<<<<

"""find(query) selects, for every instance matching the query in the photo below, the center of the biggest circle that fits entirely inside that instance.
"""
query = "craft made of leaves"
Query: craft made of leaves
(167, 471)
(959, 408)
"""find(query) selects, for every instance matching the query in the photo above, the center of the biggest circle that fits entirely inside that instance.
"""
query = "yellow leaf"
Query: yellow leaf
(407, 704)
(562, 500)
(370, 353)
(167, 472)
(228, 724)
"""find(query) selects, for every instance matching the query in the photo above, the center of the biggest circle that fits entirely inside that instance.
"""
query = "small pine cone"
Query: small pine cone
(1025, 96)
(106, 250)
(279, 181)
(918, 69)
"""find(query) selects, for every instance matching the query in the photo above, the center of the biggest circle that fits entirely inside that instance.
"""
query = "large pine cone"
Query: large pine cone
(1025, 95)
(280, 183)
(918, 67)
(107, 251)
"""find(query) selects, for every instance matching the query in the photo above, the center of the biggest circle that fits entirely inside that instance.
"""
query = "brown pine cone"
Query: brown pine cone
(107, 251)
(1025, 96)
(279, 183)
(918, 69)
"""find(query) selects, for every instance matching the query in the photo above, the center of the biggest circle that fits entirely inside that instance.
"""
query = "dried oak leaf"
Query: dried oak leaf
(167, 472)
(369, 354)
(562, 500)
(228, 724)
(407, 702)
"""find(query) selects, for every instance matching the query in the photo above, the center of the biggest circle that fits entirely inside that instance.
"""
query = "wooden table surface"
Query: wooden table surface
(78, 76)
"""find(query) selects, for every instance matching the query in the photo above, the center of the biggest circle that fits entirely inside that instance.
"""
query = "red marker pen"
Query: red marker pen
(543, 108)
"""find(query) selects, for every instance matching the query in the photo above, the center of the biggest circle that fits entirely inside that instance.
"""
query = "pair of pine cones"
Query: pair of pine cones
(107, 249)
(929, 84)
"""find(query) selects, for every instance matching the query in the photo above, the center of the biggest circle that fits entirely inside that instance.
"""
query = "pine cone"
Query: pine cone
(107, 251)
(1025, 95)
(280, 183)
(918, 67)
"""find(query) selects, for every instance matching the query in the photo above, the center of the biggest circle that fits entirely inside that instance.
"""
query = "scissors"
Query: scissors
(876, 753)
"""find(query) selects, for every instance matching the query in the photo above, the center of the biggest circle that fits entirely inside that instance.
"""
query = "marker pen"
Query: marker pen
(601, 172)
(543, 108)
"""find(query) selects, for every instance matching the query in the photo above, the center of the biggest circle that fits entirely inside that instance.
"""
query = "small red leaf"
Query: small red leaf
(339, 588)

>>>>

# Exercise objective:
For each record above, write it out again exactly.

# Answer box:
"""find(query) selects, for every instance matching the query in the photo below, the center of the biggest circle that fits entirely inside that instance.
"""
query = "craft made of leaves"
Query: craft made of leaves
(167, 471)
(959, 408)
"""find(query) selects, for every instance matching the query in the photo above, the center of the biggest circle that fits entirely inside that instance.
"""
query = "yellow leaf"
Query: yellow leaf
(407, 704)
(562, 500)
(370, 353)
(167, 472)
(228, 724)
"""find(query) selects, for every instance matching the query in the photo above, the center of the biggest circle that fits entirely inside that instance.
"""
query = "small pine cone"
Query: small pine cone
(1025, 96)
(106, 250)
(279, 181)
(918, 69)
"""find(query) selects, for every instance matching the query in the photo above, the center of the biggest circle that fits entirely inside that instance.
"""
query = "large pine cone"
Query: large pine cone
(1025, 95)
(280, 183)
(918, 67)
(107, 251)
"""find(query) selects, for every instance matching the query in the photo above, the center of the biggest circle that fits entirely inside that instance.
"""
query = "brown pine cone"
Query: brown pine cone
(107, 251)
(1025, 96)
(279, 183)
(918, 69)
"""find(query) selects, for every instance matching the query in the photo above, the center of the biggest circle that fits entirely inside that instance.
"""
query = "dried oak leaf"
Query: dried oak leaf
(167, 472)
(369, 354)
(562, 500)
(228, 724)
(407, 702)
"""find(query) selects, for every instance matching the query in the photo above, the center of the biggest circle that fits entirely inside that instance.
"""
query = "wooden table surface"
Query: wooden table surface
(78, 76)
"""find(query) selects, for every instance matching the query in the photo above, the center of the biggest circle that fits entirely inside that instance.
"""
query = "red marker pen"
Query: red marker pen
(543, 108)
"""find(query) selects, for every instance matching the query in the photo above, the center of the biggest circle that fits entirely inside that instance.
"""
query = "pair of pine cones"
Query: pair of pine cones
(107, 249)
(929, 84)
"""find(query) selects, for every instance matching the query in the photo above, the center of the biggest circle that fits entirely inside that instance.
"""
query = "pine cone"
Query: pine cone
(107, 251)
(1025, 95)
(280, 183)
(918, 67)
"""find(query) selects, for every instance matching the query in the photo above, the center of the biggest circle that fits entirely inside that instance.
"""
query = "scissors"
Query: scissors
(876, 753)
"""find(query) selects, for every instance matching the query in the photo above, the center of the biggest circle that fits entirely inside that instance.
"""
query = "marker pen"
Query: marker pen
(601, 172)
(543, 108)
"""find(query) selects, for every instance matching the query in the photo above, the center of the biggest circle that fits entirely inside that instance.
"""
query = "small red leaf"
Query: small red leaf
(339, 588)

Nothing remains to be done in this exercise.